A block of data
........

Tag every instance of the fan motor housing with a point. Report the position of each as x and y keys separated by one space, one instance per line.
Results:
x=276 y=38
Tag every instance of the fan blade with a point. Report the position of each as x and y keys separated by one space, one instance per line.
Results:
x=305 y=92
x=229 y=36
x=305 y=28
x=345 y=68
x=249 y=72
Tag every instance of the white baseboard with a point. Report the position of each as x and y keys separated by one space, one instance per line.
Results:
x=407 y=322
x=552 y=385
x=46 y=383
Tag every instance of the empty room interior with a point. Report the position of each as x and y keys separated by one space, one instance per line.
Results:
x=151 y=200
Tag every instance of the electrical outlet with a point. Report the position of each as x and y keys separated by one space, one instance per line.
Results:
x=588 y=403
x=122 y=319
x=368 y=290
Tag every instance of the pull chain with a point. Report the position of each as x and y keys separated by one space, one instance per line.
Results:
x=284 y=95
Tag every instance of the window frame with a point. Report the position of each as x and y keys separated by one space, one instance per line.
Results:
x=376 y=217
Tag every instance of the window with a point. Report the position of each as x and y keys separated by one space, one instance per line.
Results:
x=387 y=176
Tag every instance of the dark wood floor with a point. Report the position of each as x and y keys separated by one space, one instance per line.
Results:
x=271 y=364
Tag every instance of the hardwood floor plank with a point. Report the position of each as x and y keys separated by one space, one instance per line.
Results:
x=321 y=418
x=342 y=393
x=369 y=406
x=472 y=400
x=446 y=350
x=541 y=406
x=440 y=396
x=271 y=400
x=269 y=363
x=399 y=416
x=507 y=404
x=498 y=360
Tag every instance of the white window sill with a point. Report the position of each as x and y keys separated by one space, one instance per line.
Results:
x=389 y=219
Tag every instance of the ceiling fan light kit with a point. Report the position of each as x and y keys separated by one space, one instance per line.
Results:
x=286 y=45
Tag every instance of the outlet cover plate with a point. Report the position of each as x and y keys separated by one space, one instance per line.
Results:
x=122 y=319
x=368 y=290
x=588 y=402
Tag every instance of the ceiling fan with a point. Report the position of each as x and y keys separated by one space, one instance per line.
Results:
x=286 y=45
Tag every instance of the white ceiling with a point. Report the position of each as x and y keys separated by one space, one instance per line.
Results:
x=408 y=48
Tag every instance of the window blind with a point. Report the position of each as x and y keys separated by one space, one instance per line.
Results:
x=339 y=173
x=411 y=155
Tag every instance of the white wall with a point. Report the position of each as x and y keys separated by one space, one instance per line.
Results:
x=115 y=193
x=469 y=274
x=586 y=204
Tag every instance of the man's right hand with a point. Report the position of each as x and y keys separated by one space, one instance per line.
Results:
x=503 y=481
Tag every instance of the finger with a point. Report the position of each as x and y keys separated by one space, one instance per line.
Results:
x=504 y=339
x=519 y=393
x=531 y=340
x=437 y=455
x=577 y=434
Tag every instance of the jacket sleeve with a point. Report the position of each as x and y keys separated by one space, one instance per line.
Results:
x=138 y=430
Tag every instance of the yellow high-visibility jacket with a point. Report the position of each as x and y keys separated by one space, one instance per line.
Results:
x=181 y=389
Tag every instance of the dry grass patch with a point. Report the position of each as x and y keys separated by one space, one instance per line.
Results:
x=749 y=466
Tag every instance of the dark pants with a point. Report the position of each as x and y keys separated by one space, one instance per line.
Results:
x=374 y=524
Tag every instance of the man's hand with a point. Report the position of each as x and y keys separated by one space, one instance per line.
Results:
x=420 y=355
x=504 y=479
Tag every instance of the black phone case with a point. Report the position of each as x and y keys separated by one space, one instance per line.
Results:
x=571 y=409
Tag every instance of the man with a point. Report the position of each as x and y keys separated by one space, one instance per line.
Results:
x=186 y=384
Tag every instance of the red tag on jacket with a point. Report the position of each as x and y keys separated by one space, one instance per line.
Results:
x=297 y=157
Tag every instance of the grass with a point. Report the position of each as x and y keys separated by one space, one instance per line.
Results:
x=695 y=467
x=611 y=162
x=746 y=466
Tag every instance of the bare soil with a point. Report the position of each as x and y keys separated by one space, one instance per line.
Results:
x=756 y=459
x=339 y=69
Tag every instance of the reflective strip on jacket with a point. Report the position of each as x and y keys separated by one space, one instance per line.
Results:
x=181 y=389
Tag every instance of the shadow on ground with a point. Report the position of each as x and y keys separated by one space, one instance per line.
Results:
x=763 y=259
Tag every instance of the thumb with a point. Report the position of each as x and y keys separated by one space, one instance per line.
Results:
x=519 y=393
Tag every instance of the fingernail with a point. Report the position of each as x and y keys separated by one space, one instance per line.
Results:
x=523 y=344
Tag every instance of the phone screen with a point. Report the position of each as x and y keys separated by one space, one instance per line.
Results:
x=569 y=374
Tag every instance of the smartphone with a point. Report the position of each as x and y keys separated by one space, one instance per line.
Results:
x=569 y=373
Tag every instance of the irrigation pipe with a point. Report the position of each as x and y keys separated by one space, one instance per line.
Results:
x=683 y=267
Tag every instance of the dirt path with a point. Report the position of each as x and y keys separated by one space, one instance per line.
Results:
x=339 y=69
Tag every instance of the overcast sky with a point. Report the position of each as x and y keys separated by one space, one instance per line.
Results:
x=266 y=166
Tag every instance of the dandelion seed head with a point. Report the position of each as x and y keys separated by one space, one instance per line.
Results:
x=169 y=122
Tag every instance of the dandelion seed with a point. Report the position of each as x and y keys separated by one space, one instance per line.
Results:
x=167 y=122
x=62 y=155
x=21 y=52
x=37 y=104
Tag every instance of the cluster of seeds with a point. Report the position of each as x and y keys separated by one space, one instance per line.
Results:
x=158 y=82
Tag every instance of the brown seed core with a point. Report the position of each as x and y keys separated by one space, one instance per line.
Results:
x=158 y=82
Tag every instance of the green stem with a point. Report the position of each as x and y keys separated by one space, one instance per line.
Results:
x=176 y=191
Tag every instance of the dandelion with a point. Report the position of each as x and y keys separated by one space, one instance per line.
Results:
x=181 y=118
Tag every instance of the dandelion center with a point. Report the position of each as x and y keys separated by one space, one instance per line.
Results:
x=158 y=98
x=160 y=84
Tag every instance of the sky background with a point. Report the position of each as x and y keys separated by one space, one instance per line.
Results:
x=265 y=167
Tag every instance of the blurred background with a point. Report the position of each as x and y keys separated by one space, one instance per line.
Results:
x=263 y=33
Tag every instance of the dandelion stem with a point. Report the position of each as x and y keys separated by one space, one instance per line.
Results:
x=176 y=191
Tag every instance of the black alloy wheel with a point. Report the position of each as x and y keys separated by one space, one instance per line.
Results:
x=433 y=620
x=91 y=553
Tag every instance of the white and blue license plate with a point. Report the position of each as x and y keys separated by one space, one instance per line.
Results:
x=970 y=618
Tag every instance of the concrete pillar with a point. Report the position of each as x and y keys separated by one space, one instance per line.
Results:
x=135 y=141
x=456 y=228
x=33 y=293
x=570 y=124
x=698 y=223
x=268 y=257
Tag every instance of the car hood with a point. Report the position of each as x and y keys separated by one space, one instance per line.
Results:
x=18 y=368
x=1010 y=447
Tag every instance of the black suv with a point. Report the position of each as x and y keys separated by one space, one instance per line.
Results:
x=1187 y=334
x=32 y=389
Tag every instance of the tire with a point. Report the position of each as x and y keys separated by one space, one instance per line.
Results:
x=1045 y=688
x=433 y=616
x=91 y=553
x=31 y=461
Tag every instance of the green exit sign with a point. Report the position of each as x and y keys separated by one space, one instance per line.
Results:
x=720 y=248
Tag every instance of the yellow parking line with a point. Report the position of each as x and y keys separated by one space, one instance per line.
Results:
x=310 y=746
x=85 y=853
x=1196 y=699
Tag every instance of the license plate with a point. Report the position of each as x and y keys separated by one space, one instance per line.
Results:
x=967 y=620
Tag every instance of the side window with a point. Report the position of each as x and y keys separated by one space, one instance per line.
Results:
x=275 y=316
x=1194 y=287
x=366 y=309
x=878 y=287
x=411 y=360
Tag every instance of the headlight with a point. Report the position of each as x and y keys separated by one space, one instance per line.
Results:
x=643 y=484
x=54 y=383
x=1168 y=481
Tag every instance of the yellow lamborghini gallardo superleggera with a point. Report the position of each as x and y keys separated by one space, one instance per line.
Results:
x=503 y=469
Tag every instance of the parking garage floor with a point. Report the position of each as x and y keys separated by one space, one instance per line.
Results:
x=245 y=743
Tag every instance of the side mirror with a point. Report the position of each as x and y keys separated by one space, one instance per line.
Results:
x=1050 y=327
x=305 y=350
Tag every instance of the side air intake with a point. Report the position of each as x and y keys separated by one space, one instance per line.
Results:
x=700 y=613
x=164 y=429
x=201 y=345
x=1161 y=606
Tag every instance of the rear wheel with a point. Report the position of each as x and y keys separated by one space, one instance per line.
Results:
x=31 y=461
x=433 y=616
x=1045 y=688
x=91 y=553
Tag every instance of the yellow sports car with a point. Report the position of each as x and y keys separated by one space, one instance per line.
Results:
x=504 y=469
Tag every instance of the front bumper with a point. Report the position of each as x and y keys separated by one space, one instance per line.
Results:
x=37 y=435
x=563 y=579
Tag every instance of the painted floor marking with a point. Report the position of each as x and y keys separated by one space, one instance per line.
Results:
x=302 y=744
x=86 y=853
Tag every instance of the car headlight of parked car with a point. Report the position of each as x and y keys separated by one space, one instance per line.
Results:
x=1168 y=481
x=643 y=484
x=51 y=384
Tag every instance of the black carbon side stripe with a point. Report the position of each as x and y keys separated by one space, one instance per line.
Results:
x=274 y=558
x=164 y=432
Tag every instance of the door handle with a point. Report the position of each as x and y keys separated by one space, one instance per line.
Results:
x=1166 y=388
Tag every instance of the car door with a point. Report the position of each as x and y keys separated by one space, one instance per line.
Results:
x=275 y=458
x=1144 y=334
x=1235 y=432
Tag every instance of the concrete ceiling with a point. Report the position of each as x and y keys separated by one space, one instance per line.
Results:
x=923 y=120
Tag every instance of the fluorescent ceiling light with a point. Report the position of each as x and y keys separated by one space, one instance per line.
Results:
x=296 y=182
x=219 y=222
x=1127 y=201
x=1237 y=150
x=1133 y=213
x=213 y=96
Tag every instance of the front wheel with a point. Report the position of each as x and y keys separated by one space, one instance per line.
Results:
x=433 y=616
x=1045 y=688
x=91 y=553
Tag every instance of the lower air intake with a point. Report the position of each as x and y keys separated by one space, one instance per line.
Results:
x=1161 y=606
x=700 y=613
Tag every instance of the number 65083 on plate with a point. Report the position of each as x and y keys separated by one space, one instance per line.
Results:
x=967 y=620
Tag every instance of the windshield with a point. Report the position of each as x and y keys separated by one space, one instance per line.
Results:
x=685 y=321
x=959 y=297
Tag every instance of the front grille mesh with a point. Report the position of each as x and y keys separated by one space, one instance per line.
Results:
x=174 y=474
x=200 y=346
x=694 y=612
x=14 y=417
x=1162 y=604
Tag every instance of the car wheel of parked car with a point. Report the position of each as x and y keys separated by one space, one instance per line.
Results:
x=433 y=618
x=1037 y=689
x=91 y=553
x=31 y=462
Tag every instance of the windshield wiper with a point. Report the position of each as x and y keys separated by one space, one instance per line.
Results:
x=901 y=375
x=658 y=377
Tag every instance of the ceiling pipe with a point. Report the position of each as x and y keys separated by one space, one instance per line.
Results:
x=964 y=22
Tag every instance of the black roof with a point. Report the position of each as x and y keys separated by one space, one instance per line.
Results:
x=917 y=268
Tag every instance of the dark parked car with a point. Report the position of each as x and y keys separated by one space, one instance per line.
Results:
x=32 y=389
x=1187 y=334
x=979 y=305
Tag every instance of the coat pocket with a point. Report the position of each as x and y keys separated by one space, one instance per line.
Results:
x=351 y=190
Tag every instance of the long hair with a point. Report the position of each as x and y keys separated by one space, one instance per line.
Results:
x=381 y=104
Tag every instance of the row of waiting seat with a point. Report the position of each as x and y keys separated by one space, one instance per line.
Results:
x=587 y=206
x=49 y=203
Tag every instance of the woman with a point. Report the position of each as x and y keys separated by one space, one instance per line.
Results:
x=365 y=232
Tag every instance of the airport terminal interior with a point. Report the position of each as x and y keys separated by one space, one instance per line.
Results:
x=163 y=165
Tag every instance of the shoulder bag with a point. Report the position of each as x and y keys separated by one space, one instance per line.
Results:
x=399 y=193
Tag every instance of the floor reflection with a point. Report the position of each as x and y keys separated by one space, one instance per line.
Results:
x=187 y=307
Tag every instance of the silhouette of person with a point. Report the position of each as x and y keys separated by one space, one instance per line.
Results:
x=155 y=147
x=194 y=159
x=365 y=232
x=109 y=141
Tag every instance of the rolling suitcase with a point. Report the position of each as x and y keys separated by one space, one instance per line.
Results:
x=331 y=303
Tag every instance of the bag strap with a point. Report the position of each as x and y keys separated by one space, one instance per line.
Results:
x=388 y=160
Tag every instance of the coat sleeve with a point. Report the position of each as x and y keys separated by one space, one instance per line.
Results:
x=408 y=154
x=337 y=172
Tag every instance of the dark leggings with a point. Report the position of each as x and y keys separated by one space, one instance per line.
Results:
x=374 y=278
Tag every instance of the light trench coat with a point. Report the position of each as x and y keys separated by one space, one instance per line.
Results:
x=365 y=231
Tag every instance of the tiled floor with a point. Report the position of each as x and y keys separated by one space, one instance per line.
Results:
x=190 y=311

........

Give back exactly the lines that run from the line with "Tag every instance of the silhouette" through the close of the material, counting both ends, and nothing more.

### Answer to the exercise
Tag every instance of the silhouette of person with a point. Report the position of each as x and y keys separated by one space, one instance per line.
Results:
x=155 y=147
x=194 y=159
x=365 y=232
x=109 y=141
Tag every instance of the rolling suitcase with a point. Report the position of each as x and y keys separated by one space, one instance per line.
Results:
x=331 y=303
Tag every instance of the bag strap with a point. Report the position of each as x and y keys separated by one space, one instance per line.
Results:
x=388 y=160
Tag every instance of the coat sleeve with a point. Report the position of each as x and y keys separated by one space, one instance per line.
Results:
x=408 y=154
x=337 y=172
Tag every instance of the dark leggings with a point. Report the position of each as x and y keys separated by one space, one instance per line.
Results:
x=374 y=278
Tag every instance of the light trench coat with a point. Report the position of each as x and y keys separated by one space, one instance per line.
Results:
x=365 y=231
Tag every instance of the tiled floor with a point. Report the position of each as x and y keys separated by one space, one instance per line.
Results:
x=190 y=311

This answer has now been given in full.